▸ **THE TASK**
For the listing that follows, give again exactly the lines from the one with "Target: fanned tail" to the one with "Target: common buzzard", including both.

▸ **AVAILABLE DATA**
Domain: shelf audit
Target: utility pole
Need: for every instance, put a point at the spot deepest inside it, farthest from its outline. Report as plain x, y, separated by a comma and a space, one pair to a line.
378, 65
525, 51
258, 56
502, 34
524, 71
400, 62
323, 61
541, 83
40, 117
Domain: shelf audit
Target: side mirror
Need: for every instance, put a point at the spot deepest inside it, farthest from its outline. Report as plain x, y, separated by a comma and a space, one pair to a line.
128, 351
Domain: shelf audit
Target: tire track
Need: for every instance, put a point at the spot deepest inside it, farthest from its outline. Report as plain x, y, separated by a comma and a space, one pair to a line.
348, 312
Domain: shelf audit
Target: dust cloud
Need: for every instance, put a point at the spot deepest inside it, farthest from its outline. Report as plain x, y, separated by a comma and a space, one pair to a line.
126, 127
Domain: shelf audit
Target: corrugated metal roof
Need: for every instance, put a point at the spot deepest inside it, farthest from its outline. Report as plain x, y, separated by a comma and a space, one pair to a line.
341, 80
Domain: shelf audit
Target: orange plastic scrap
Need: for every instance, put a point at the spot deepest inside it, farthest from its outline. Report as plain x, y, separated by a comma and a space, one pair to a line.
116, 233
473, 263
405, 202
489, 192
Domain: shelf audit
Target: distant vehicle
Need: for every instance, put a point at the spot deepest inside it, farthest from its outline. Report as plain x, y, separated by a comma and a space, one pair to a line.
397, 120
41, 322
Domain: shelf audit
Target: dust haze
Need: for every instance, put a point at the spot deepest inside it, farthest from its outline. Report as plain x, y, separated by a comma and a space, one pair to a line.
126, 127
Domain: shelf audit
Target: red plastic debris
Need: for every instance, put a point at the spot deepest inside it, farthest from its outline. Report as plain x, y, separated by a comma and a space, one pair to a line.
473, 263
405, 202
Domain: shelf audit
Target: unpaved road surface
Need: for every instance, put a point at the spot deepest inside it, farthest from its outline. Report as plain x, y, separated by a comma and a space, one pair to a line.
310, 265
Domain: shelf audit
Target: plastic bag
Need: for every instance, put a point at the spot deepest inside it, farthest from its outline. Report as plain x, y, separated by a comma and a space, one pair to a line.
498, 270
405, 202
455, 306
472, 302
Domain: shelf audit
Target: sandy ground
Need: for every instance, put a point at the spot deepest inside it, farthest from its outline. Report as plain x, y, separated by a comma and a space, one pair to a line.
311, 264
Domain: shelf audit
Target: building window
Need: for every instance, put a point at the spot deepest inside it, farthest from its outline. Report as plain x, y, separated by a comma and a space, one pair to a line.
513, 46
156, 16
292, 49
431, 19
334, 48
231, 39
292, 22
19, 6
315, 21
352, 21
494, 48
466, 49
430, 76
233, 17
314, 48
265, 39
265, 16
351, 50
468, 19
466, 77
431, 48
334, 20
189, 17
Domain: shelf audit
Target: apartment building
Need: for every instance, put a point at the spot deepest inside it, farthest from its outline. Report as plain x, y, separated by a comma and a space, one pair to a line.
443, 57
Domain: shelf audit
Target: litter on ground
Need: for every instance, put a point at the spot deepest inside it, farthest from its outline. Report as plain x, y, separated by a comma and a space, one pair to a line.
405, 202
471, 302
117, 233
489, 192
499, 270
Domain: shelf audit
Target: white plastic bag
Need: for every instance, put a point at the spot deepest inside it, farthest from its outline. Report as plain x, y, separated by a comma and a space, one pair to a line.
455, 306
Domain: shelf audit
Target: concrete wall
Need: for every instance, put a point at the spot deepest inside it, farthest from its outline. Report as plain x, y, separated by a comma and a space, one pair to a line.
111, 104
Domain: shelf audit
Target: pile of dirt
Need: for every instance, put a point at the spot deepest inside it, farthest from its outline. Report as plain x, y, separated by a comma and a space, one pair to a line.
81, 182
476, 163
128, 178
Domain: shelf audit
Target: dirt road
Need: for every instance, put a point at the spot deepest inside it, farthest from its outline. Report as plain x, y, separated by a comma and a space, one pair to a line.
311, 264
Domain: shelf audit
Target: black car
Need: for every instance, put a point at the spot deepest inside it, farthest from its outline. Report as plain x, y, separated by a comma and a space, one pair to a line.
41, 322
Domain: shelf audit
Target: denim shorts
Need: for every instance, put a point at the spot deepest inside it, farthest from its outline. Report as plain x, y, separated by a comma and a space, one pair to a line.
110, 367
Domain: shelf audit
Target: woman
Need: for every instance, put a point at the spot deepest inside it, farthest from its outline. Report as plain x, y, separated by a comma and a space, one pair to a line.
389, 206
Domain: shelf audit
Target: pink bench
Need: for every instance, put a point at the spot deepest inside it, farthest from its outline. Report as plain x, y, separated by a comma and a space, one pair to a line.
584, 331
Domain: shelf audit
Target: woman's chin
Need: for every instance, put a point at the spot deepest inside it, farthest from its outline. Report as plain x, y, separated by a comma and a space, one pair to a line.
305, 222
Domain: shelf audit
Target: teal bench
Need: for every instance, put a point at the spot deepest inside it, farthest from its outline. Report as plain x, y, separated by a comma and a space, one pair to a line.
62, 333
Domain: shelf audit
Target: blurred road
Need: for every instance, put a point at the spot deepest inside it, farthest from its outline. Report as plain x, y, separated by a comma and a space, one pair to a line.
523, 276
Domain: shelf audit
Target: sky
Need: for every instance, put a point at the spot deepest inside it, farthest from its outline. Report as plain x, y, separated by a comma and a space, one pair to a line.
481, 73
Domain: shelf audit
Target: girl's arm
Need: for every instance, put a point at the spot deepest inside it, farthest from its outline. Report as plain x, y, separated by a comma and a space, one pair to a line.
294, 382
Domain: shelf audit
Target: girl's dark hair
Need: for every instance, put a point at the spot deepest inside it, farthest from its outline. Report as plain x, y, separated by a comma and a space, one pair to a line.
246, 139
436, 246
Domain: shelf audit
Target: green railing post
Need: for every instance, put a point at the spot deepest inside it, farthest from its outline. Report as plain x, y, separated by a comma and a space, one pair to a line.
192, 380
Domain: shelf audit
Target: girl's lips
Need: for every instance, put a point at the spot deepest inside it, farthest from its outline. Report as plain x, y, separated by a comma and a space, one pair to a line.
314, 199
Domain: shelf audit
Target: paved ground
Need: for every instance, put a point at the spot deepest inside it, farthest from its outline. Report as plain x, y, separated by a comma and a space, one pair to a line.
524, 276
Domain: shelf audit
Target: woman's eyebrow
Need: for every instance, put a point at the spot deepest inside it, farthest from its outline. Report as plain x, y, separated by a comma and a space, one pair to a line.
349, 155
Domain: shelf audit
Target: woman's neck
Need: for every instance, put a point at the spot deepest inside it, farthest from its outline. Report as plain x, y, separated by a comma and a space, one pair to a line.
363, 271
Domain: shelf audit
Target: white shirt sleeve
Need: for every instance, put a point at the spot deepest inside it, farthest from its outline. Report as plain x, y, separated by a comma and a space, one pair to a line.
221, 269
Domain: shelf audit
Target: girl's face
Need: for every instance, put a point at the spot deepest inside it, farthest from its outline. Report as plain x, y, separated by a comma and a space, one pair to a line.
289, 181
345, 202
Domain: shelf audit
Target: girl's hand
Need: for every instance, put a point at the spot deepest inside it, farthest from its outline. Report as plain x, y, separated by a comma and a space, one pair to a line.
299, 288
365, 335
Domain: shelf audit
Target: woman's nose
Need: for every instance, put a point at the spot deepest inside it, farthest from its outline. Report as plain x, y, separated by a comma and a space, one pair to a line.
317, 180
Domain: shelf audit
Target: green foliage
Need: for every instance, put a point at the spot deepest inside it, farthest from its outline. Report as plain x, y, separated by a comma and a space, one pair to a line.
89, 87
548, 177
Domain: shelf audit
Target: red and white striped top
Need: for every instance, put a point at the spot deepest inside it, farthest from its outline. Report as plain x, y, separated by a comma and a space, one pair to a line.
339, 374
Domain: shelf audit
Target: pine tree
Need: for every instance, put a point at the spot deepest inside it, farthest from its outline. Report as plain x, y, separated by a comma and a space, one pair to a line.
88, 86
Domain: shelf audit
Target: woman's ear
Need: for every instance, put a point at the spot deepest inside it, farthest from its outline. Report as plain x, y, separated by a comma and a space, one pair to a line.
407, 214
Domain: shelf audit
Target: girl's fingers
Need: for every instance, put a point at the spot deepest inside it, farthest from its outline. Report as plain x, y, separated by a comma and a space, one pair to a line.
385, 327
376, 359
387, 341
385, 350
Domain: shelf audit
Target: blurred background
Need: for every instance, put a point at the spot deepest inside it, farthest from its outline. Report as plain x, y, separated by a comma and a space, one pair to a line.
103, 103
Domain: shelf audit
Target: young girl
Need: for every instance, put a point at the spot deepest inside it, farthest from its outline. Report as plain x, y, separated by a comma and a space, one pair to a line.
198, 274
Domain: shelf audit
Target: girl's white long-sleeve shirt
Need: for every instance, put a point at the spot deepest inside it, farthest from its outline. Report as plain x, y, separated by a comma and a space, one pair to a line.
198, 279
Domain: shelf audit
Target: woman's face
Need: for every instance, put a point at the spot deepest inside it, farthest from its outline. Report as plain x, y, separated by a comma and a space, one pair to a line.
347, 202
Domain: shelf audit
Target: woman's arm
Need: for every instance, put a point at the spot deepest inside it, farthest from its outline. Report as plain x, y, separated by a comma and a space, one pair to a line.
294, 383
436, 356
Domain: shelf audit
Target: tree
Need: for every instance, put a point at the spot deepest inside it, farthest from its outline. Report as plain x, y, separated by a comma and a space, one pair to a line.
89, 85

* * *

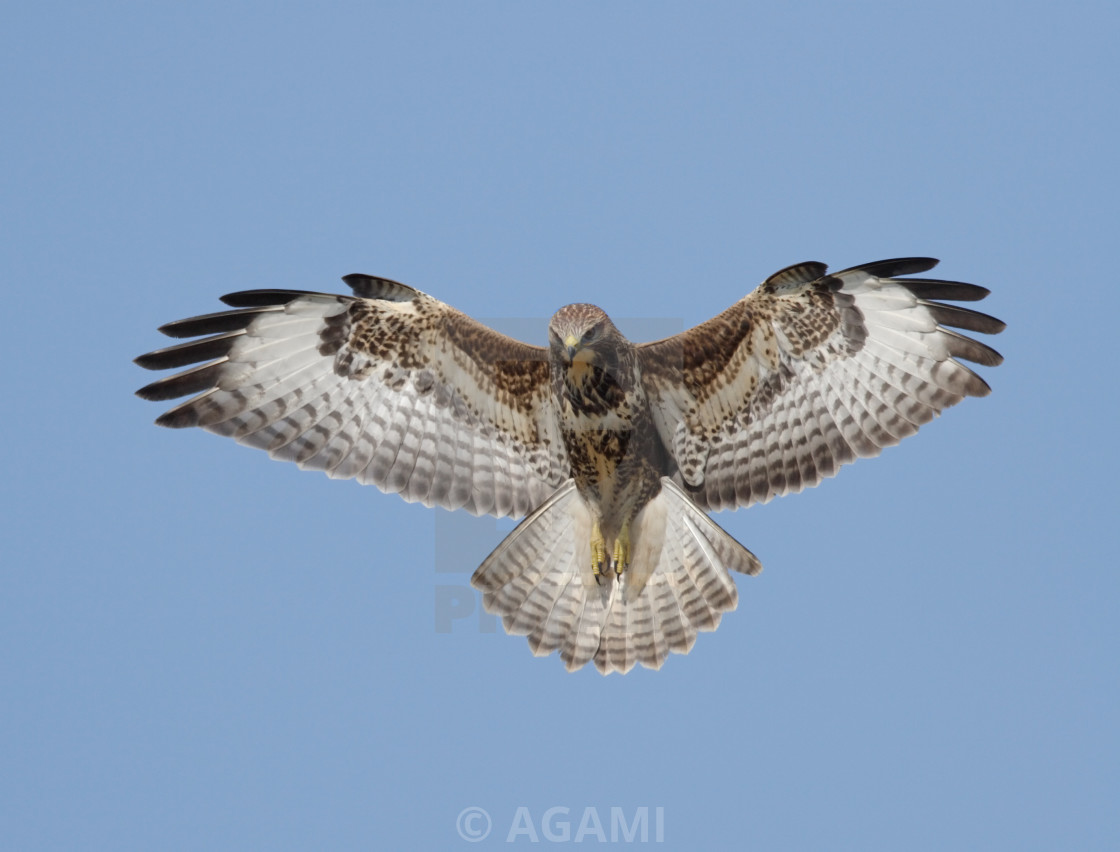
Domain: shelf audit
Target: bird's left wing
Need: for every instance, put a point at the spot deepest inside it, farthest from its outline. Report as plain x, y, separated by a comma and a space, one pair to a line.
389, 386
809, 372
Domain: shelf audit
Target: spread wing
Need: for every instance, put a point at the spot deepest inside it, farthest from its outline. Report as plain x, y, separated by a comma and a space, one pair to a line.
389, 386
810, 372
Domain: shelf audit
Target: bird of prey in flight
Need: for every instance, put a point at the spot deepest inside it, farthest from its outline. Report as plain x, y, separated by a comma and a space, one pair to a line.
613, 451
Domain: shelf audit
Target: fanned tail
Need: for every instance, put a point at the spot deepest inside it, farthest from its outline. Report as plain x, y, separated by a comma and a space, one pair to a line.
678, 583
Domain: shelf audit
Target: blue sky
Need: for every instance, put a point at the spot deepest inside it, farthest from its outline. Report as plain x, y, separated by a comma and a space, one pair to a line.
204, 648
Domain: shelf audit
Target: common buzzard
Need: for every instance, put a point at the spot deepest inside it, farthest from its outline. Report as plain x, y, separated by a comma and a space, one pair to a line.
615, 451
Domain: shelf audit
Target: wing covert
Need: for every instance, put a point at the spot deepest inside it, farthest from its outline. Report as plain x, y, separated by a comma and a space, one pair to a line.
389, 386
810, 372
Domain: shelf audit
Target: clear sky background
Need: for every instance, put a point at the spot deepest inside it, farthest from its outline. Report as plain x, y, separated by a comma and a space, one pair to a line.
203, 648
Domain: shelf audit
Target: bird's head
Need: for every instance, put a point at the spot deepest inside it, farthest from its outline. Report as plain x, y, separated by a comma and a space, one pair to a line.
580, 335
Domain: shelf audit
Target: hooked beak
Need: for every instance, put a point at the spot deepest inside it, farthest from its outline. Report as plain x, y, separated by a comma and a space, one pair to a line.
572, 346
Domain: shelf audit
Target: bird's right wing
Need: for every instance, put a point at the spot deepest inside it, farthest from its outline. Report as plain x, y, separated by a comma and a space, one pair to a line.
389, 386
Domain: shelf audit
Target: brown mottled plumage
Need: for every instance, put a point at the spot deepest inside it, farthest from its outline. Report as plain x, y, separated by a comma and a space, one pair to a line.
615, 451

▸ **OUTPUT OF THE TASK**
Target: fanned tail
Need: for every instance, put a point at the spot deepest inside it, farthest from its outline. Report as plain x, y, separated by a comma and a space, one pair to a line.
678, 583
Domain: shelf audit
Target: blue sky
Need: for every instance, put a point at the spot deepest inside it, farthest from its outline. Report as plain x, y, separated by a comma and a space, one pair to a line.
204, 648
Domain: shelf audit
Target: common buzzard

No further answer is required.